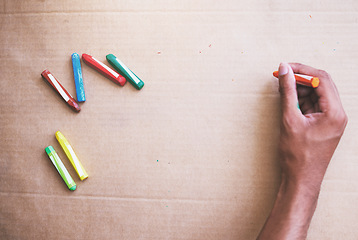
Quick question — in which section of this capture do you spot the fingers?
[278,63,300,115]
[290,63,342,115]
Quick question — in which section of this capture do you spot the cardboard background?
[0,0,358,239]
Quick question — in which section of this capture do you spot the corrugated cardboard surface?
[0,0,358,240]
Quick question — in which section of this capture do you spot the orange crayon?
[273,71,319,88]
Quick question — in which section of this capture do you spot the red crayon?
[82,53,126,86]
[41,70,81,112]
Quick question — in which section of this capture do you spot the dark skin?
[257,63,348,240]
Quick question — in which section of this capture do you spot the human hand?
[279,63,347,194]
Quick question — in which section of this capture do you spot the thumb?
[278,63,299,114]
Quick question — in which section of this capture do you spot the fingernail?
[278,63,288,76]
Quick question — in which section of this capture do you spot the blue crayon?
[71,53,86,102]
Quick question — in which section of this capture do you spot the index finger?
[289,63,341,112]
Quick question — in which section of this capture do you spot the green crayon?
[106,54,144,90]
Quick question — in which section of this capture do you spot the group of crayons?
[41,53,144,112]
[45,131,88,191]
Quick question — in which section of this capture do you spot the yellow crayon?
[56,131,88,181]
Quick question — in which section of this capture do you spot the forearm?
[257,178,319,240]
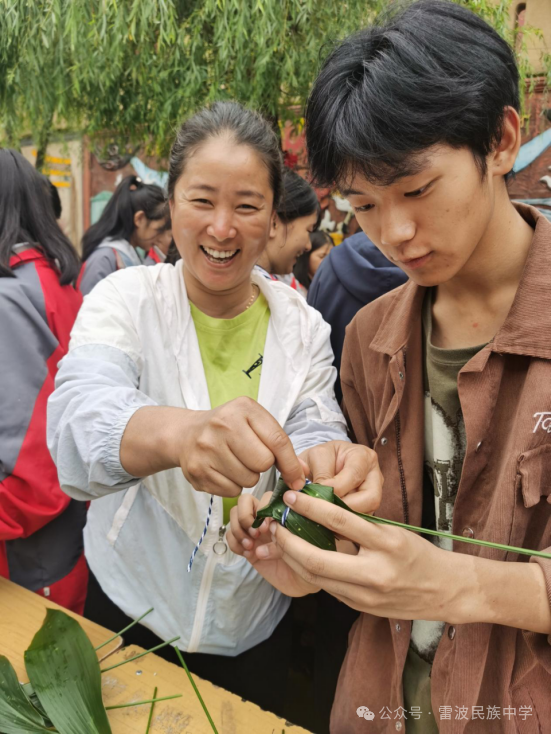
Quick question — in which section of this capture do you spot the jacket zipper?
[187,498,226,653]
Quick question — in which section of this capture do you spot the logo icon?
[241,352,264,380]
[356,707,375,720]
[532,411,551,434]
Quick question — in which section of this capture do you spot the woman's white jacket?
[48,261,346,656]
========
- Zadanie do wykonania -
Przekształć wiersze powyższych rekordów w listę numerowaną, pomijając puste wiersze i uwzględniając wszystkie rekordy. Obrazy pomiń w odpowiedzi.

- Przykładowe rozwiązanie -
1. Quick question — in which section of this capture do you spot the fingers?
2. [278,63,300,115]
3. [290,63,342,115]
4. Quick question — in which section of this capture do you spot the cardboard background?
5. [0,0,358,239]
6. Quick question — in which section of this capture do you spot the corrugated cardboard surface?
7. [0,0,358,240]
8. Quick question — in which section of this capture do you spot the orange crayon?
9. [273,71,319,88]
10. Quick question — in which section of this capture do you spot the red crayon?
11. [82,53,126,86]
12. [41,70,81,112]
13. Quick question — in which section of this capture do you spot the dark skin?
14. [257,63,348,240]
15. Quick question — in which section of this capture do you spot the human hand?
16. [279,63,347,194]
17. Quick question — in which section of this capture do you spot the thumb?
18. [278,63,299,114]
19. Quick question — in which section of this capture do you spot the fingernail?
20. [278,63,288,76]
21. Quick question — in which section of this capture do you spot the blue crayon?
22. [71,53,86,102]
23. Quick question — in which section of this capture do you spot the index finger?
24. [289,63,341,112]
25. Quick question — in which section of this capture do you spot the green crayon?
26. [106,54,144,90]
27. Quick question — in which section of this capture do you spot the group of crayons?
28. [41,53,144,112]
29. [45,131,88,191]
30. Quick question — in which section of this capture do you spot the yellow crayon?
31. [56,131,88,181]
32. Quick question — in which section of this capture do you spot the forearm?
33. [257,178,319,240]
34. Quick question — in which section of this capture do you spot the jacket zipper?
35. [187,498,226,653]
36. Quick question — in which section of this capture do you spot the logo icon?
37. [241,352,264,380]
38. [356,707,375,720]
39. [532,411,551,434]
40. Quick question — in which section of this capture do you spot the woman's white jacket?
41. [48,261,346,656]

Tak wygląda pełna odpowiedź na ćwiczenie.